So Minister, will that mean a lot of people will have to get rid of their current burners and mowers?
No this isn't about existing equipment, it's about new equipment that comes in.
There's a fairly high replacement rate, and so it's not about existing equipment as I say, it's…
Will the new equipment be more expensive?
It's unlikely to be, in fact. What was happening was there was dumping in Australia, but still sales at reasonably high prices.
And the best advice we have is that the net impact will be a saving of about $6.5 billion over 20 years.
And in particular it is likely to lower the number of deaths associated with long term exposure to particulate matter, children's respiratory admissions – now this will take time to have an impact but you can't think of anything that's more important – and cardiovascular hospital admissions attributable to short term levels of particulate matter.
We have some of the best air in the world but it's still not good enough.
All the states and territories, all of the industry bodies, it's I think one of those moments where Australia's really done the right thing.
Okay you must have expected this but still you must have been disappointed that there are some Coalition MPs who have taken pot shots at you, the Foreign Minister, the Prime Minister about the climate talks in Paris and the deal that was signed.

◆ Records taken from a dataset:

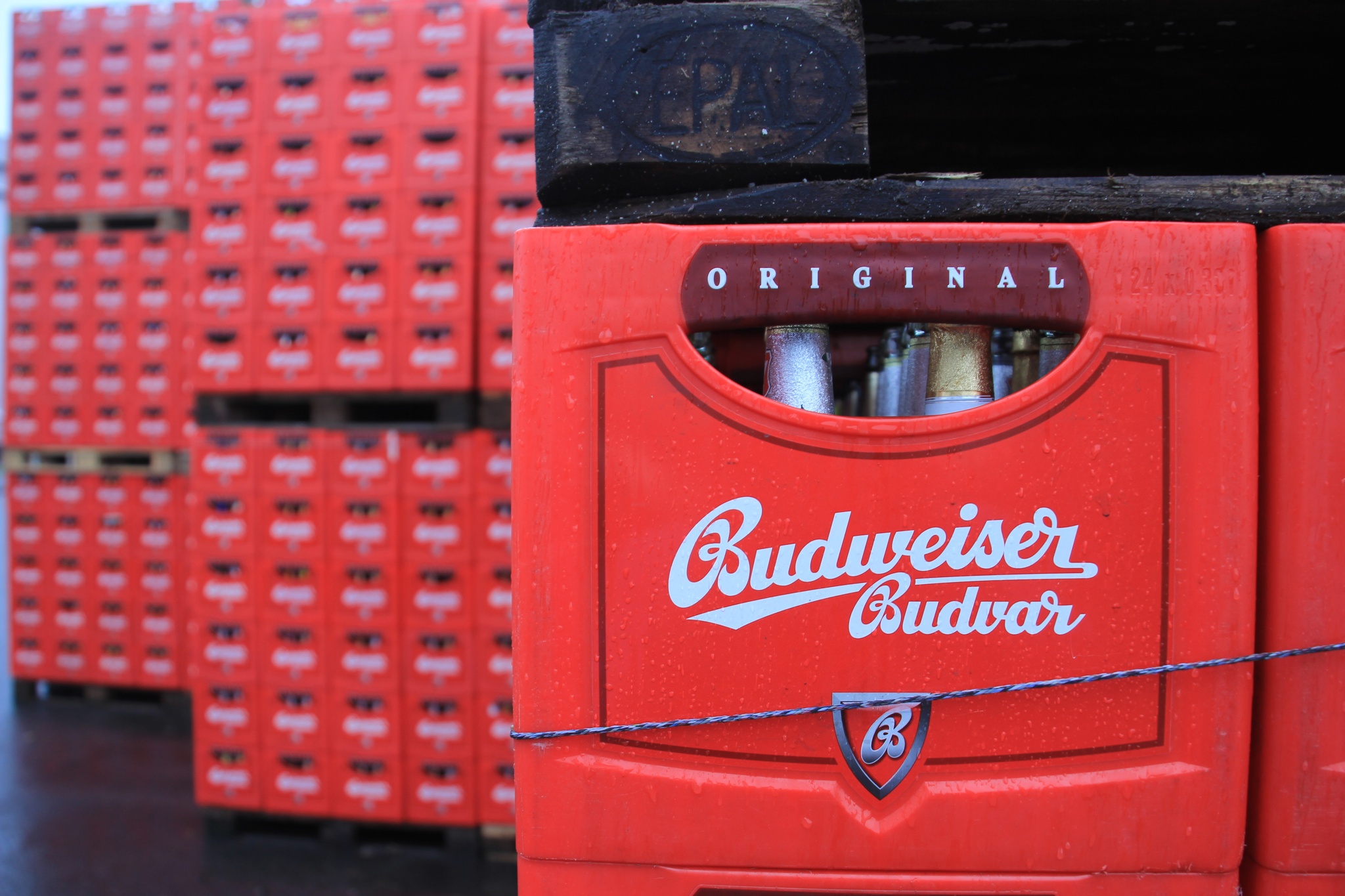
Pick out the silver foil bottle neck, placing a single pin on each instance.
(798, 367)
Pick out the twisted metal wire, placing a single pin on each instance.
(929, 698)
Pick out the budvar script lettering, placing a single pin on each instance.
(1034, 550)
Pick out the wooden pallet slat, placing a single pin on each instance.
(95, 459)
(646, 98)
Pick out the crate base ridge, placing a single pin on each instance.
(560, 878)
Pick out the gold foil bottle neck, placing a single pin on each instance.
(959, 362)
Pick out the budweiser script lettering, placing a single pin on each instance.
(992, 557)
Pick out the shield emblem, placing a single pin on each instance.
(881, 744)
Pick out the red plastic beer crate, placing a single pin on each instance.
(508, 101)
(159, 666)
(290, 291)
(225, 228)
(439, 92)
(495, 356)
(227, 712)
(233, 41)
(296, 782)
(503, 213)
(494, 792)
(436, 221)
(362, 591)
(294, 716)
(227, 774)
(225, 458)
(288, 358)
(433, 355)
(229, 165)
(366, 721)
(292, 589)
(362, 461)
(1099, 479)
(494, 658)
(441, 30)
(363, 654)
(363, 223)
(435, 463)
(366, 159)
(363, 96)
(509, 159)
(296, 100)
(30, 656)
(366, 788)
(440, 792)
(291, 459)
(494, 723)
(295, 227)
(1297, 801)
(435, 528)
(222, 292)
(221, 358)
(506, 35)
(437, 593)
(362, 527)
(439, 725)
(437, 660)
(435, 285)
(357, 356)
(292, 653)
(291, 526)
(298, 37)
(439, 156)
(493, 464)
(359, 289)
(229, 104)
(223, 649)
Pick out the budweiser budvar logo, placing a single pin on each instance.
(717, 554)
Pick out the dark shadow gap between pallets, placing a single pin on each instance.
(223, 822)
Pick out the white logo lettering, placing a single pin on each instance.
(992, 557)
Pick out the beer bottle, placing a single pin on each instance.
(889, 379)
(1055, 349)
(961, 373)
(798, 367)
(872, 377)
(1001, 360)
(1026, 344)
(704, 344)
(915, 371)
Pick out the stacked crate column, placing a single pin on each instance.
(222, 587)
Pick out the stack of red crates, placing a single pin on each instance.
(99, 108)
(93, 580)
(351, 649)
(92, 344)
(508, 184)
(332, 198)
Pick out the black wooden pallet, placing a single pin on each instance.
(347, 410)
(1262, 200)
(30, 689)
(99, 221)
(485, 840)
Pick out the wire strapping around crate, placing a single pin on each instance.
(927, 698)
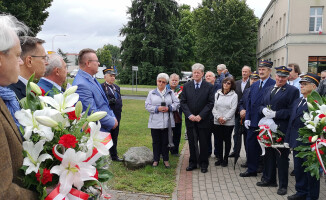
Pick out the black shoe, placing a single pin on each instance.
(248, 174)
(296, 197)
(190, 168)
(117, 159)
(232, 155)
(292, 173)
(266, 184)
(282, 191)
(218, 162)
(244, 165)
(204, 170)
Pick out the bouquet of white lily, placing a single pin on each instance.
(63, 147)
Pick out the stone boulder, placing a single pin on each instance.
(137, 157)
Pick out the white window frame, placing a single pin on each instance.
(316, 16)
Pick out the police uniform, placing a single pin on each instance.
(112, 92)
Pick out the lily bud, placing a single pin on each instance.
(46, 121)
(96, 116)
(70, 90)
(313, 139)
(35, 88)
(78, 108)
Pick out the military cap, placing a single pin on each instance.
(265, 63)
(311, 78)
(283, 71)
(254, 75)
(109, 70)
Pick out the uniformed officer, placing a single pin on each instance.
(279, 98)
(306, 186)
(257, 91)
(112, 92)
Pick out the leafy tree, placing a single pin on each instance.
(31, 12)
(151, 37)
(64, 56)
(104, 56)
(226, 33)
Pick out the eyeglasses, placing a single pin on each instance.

◆ What you need to do:
a. From the interview about new equipment standards, reproduce word for word the passage from "So Minister, will" up to and including "that comes in.".
b. Write what comes next in the interview about new burner and mower standards, picking up after its final sentence.

◆ Solved problems:
a.
So Minister, will that mean a lot of people will have to get rid of their current burners and mowers?
No this isn't about existing equipment, it's about new equipment that comes in.

b.
Look there are always views from different people and I respect those deeply.
At the end of the day, Australia has been present at the creation – we were a very important part of the outcomes in Paris, we were perhaps the critical, or one of the critical, players in the deal to phase down HFCs which is a particular gas that will save the world about 90 billion tonnes.
We were – the deal for the 2020 agreement was struck in the Australian rooms at the end of week one and then we played a very important role in the overall global agreement.
It protects Australia by bringing everybody into the cart and the beauty of it is we'll achieve our targets without an electricity tax.
Obviously our opponents want an electricity tax, we'll be able to do it without an electricity tax and…
But how are we…
having others on board is…
But how are we in the long term minister, going to be able to achieve some of the more ambitious aims in the longer term without cutting back on the coal industry – that's what I don't get.
I mean it's all good and fine to say we have these wonderful aims but it doesn't seem terribly practical if there is no will within the Coalition to cut back the coal industry.
Well I think what you're seeing is a quiet transition that's already occurring.
So there'll be a 19 per cent reduction in coal-fired capacity between 2010 and 2022 on current announcements.
So that's without presuming any further announcements. So that's quite significant.
At the same time we're going, over this five year period, through a doubling of large scale renewable energy and we've already become the highest per capita country in terms of household solar. We're double the next best country.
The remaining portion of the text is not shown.